# DESCRIPTION OF THE TASK
Copy the records. Keep every line exactly as it is.

>>

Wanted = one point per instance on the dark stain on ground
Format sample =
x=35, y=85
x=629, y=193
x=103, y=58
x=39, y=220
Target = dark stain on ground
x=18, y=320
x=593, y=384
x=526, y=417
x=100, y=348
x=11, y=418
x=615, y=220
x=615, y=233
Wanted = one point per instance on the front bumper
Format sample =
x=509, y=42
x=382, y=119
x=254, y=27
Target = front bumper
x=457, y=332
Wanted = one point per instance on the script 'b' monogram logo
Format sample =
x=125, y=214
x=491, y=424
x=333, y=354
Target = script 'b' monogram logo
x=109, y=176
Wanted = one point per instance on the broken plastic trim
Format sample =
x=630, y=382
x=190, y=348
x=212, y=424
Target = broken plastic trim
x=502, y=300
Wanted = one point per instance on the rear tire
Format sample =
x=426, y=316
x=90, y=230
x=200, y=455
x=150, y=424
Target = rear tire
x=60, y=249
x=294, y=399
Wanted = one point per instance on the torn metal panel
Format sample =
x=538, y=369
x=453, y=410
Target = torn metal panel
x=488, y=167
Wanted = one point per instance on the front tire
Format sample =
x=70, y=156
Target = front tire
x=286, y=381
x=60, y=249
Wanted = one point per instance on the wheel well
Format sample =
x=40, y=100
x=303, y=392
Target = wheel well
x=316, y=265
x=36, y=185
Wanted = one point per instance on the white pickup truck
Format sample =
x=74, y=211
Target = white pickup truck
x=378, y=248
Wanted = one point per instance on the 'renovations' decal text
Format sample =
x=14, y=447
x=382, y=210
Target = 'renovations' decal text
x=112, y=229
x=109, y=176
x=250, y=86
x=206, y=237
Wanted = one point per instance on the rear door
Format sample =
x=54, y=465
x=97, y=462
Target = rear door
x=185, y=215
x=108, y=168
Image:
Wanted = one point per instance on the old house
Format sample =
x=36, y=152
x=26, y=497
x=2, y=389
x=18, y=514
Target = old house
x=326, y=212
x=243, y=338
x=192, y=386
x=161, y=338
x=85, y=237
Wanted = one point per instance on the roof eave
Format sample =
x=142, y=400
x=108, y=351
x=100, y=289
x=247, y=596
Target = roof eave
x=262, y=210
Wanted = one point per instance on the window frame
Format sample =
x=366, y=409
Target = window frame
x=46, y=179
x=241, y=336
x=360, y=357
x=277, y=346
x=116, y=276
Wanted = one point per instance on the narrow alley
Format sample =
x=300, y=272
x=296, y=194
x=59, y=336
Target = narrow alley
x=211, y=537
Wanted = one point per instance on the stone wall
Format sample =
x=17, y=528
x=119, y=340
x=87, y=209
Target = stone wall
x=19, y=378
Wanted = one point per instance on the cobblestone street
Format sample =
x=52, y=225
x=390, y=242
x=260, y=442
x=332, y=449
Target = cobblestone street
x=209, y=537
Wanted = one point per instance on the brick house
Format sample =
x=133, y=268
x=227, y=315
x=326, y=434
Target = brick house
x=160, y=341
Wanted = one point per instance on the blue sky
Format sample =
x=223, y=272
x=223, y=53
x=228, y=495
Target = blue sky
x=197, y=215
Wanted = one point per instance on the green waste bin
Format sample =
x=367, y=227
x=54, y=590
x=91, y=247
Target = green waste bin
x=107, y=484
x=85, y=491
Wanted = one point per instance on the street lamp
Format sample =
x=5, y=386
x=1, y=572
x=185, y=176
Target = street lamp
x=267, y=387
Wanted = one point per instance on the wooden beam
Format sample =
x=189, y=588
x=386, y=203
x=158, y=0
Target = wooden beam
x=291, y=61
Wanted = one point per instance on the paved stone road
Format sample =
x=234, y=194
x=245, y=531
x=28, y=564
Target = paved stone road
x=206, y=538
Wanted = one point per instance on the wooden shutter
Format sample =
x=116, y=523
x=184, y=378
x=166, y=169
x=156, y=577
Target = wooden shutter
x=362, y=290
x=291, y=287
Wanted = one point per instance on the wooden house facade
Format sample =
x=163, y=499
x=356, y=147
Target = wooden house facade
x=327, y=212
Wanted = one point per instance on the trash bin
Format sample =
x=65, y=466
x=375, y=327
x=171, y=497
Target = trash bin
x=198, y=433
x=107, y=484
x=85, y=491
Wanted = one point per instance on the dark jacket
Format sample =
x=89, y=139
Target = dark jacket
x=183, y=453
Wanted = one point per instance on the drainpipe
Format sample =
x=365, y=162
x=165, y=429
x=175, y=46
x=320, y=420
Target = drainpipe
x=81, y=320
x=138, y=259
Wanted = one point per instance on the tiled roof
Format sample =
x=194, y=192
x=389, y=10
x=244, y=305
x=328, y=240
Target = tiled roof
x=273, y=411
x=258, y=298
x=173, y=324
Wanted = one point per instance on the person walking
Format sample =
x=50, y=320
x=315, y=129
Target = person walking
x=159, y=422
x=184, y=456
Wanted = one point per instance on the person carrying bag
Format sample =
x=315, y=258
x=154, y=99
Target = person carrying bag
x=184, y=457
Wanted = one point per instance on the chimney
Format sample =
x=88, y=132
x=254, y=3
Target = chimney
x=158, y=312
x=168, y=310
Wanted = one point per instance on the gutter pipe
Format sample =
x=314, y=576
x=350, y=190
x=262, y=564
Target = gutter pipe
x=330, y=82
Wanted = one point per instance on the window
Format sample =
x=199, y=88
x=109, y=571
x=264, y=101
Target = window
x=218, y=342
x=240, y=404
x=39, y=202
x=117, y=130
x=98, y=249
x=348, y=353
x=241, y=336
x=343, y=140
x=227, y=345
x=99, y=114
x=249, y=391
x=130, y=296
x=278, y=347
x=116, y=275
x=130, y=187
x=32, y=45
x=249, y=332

<<

# ANSWER BOX
Wanted = one point per instance on the dark stain on ground
Format sample =
x=35, y=85
x=629, y=193
x=103, y=58
x=39, y=220
Target = dark stain on ground
x=18, y=320
x=593, y=384
x=526, y=417
x=100, y=348
x=11, y=418
x=615, y=220
x=615, y=233
Wanted = one point per instance on the front bumper
Format sample =
x=509, y=42
x=382, y=119
x=254, y=27
Target = front bumper
x=457, y=332
Wanted = one point per instance on the script 'b' monogram logo
Format sample =
x=125, y=214
x=491, y=424
x=333, y=354
Target = script 'b' monogram logo
x=109, y=176
Wanted = one point per instance on the broken plastic trim
Format sample =
x=630, y=382
x=190, y=348
x=212, y=424
Target = broken plastic trim
x=502, y=300
Wanted = one point per instance on the rear tire
Format sample =
x=426, y=316
x=90, y=230
x=200, y=455
x=150, y=424
Target = rear tire
x=60, y=249
x=294, y=399
Wanted = one point per instance on the torn metal panel
Format sample =
x=538, y=369
x=453, y=410
Target = torn metal panel
x=488, y=167
Wanted = one point per instance on the front tire
Format sample =
x=70, y=156
Target = front tire
x=286, y=381
x=60, y=249
Wanted = one point per instance on the wheel well
Format sample =
x=40, y=100
x=303, y=392
Target = wheel well
x=316, y=265
x=36, y=185
Wanted = one point per instance on the white pickup truck
Format sample =
x=74, y=211
Target = white pickup truck
x=378, y=248
Wanted = one point per instance on the 'renovations' decal text
Format sample =
x=14, y=447
x=382, y=210
Target = 'renovations' decal text
x=112, y=229
x=109, y=176
x=250, y=86
x=206, y=237
Wanted = one point per instance on the rear door
Format sample =
x=54, y=465
x=97, y=462
Target = rear door
x=185, y=215
x=108, y=168
Image:
Wanted = one point per instance on the old house
Format sample =
x=36, y=152
x=26, y=497
x=2, y=389
x=18, y=514
Target = old house
x=326, y=212
x=243, y=338
x=192, y=386
x=161, y=338
x=85, y=237
Wanted = one point per instance on the roof eave
Format sample =
x=142, y=400
x=108, y=351
x=100, y=289
x=247, y=596
Target = roof eave
x=262, y=210
Wanted = one point per instance on the window frame
Format sample =
x=366, y=409
Target = window frame
x=46, y=179
x=241, y=336
x=360, y=357
x=277, y=346
x=116, y=276
Wanted = one point per instance on the narrow alley
Format sample =
x=300, y=272
x=296, y=194
x=59, y=336
Target = narrow alley
x=211, y=537
Wanted = one point per instance on the stone wall
Format sample =
x=17, y=528
x=119, y=340
x=87, y=209
Target = stone wall
x=19, y=378
Wanted = one point per instance on the cobblestone street
Format sample =
x=52, y=225
x=390, y=242
x=260, y=442
x=332, y=449
Target = cobblestone street
x=209, y=537
Wanted = one point per instance on the brick house
Format sample =
x=133, y=268
x=227, y=315
x=326, y=434
Target = brick house
x=160, y=341
Wanted = one point per instance on the blue sky
Format sample =
x=223, y=272
x=223, y=53
x=228, y=495
Target = blue sky
x=197, y=215
Wanted = one point per instance on the green waste bin
Format sample =
x=367, y=227
x=54, y=590
x=91, y=247
Target = green waste bin
x=107, y=484
x=85, y=491
Wanted = one point per instance on the street lamp
Format sample =
x=5, y=386
x=1, y=572
x=185, y=176
Target = street lamp
x=267, y=387
Wanted = one point per instance on the wooden beam
Format sample =
x=189, y=588
x=386, y=203
x=158, y=0
Target = wooden beam
x=291, y=61
Wanted = one point per instance on the paved stone road
Format sample =
x=234, y=194
x=245, y=531
x=28, y=564
Target = paved stone road
x=206, y=538
Wanted = one point per instance on the wooden shutter
Format sample =
x=116, y=523
x=184, y=378
x=166, y=169
x=156, y=577
Target = wooden shutter
x=362, y=290
x=291, y=287
Wanted = one point per instance on the wooden house facade
Format sample =
x=163, y=499
x=356, y=147
Target = wooden house facade
x=327, y=212
Wanted = one point per instance on the trash bin
Format sample =
x=65, y=466
x=375, y=327
x=171, y=497
Target = trash bin
x=198, y=433
x=107, y=484
x=85, y=491
Wanted = one point per instance on the dark jacket
Format sample =
x=89, y=139
Target = dark jacket
x=183, y=453
Wanted = one point per instance on the drainpipe
Format sample =
x=365, y=162
x=165, y=429
x=175, y=46
x=320, y=420
Target = drainpipe
x=81, y=320
x=138, y=259
Wanted = one point per instance on the tiled roof
Format sample =
x=194, y=192
x=389, y=10
x=244, y=305
x=328, y=240
Target = tiled roof
x=273, y=411
x=258, y=298
x=173, y=324
Wanted = one point per instance on the person walking
Format sample =
x=50, y=320
x=315, y=129
Target = person walking
x=159, y=422
x=184, y=456
Wanted = one point per instance on the person carrying bag
Format sample =
x=315, y=258
x=154, y=99
Target = person carrying bag
x=184, y=457
Wanted = one point per instance on the chimney
Format sample =
x=88, y=132
x=254, y=3
Target = chimney
x=158, y=312
x=168, y=310
Wanted = one point per instance on the gutter pipe
Format sample =
x=314, y=576
x=350, y=190
x=262, y=564
Target = gutter pipe
x=330, y=82
Wanted = one point per instance on the window
Format sample =
x=199, y=88
x=109, y=571
x=264, y=101
Target = window
x=218, y=342
x=240, y=404
x=39, y=202
x=117, y=130
x=98, y=249
x=348, y=353
x=241, y=336
x=343, y=140
x=227, y=345
x=99, y=114
x=249, y=391
x=130, y=296
x=278, y=347
x=116, y=275
x=130, y=187
x=32, y=45
x=249, y=332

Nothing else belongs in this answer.